Excerpt provided ▸

▼

# VI - VRI points - worthwhile or a scam?



## danielg53 (Jul 4, 2007)

It appears that the VI point system is flexible and a good way to convert non point units into points...but you need to buy into the system first.  They want 5k to convert my 1 BR EOR to 115 VI points.  Seems expensive to me. I thought perhaps VI points would be available on the resale market.  After perusing EBAY - nothing. 

What do the tug folks know or feel about the VI point program and their availability on resale?

Thanks - Dan


----------



## philemer (Jul 4, 2007)

danielg53 said:


> It appears that the VI point system is flexible and a good way to convert non point units into points...but you need to buy into the system first.  They want 5k to convert my 1 BR EOR to 115 VI points.  Seems expensive to me. I thought perhaps VI points would be available on the resale market.  After perusing EBAY - nothing.
> 
> What do the tug folks know or feel about the VI point program and their availability on resale?
> 
> Thanks - Dan



VI has some decent resorts but their points can be purchased on sites like ebay & holidaygroup.com for abt. $10-$20 each. You don't see them for sale too often so I would do some creative google searches if you like the resorts they offer. Mostly seem to be out West & a couple in Hawaii.

There are three for sale right now at Holiday Group They will consider all offers. IOW, offer 50% less and see what they say.

Phil


----------



## PA- (Jul 4, 2007)

redseason.com also sells them.  The owner and staff of that company are honest.  I'd far prefer dealing with them than Holiday, personally.

VI has very expensive maintenance fees.  I used to be very high on VI, but ever since Sunterra bought them, they haven't been the same.  Sunterra ran them into the ground, literally, and it's taken many years to try to climb out.  They still aren't there yet, in my opinion.  If I were considering VI, I'd probably buy WorldMark instead.  A little more expensive up front, perhaps, but much lower fees, and it's a robust, growing system, unlike VI.  Also, with Worldmark, there's less chance you'll take a bath when you resell.

▲

Set task a ▸ According to the forum thread, what price per point can VI points be bought for on sites like ebay and holidaygroup.com?

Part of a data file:

▼

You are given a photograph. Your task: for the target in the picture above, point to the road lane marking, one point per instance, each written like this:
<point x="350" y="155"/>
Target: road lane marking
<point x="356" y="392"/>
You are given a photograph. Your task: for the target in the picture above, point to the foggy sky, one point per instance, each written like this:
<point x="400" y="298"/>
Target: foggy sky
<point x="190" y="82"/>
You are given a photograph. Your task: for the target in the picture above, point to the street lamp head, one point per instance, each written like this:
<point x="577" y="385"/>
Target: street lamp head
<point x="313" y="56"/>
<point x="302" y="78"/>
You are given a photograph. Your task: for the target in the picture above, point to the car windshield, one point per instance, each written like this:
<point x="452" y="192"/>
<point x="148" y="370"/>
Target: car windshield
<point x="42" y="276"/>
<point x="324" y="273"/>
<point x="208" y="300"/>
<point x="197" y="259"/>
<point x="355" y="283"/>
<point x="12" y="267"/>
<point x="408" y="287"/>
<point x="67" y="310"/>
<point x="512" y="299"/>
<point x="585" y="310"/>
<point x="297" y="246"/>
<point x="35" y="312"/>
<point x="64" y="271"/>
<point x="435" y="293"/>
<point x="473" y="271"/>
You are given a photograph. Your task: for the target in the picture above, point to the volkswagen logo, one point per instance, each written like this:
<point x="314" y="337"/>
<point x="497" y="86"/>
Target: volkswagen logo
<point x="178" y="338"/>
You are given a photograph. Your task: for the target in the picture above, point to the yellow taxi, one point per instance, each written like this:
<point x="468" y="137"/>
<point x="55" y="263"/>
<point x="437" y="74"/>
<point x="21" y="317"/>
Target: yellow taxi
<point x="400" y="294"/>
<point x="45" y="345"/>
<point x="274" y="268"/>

▲
▼

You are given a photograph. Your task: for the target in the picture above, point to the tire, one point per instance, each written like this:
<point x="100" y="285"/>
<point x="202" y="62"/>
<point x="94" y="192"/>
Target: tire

▲

Set task b ▸ Return every line of the listing that contains the string "taxi". Case counts.

Written solution a ▸ About $10-$20 each.

Written solution b ▸
You are given a photograph. Your task: for the target in the picture above, point to the yellow taxi, one point per instance, each written like this:
Target: yellow taxi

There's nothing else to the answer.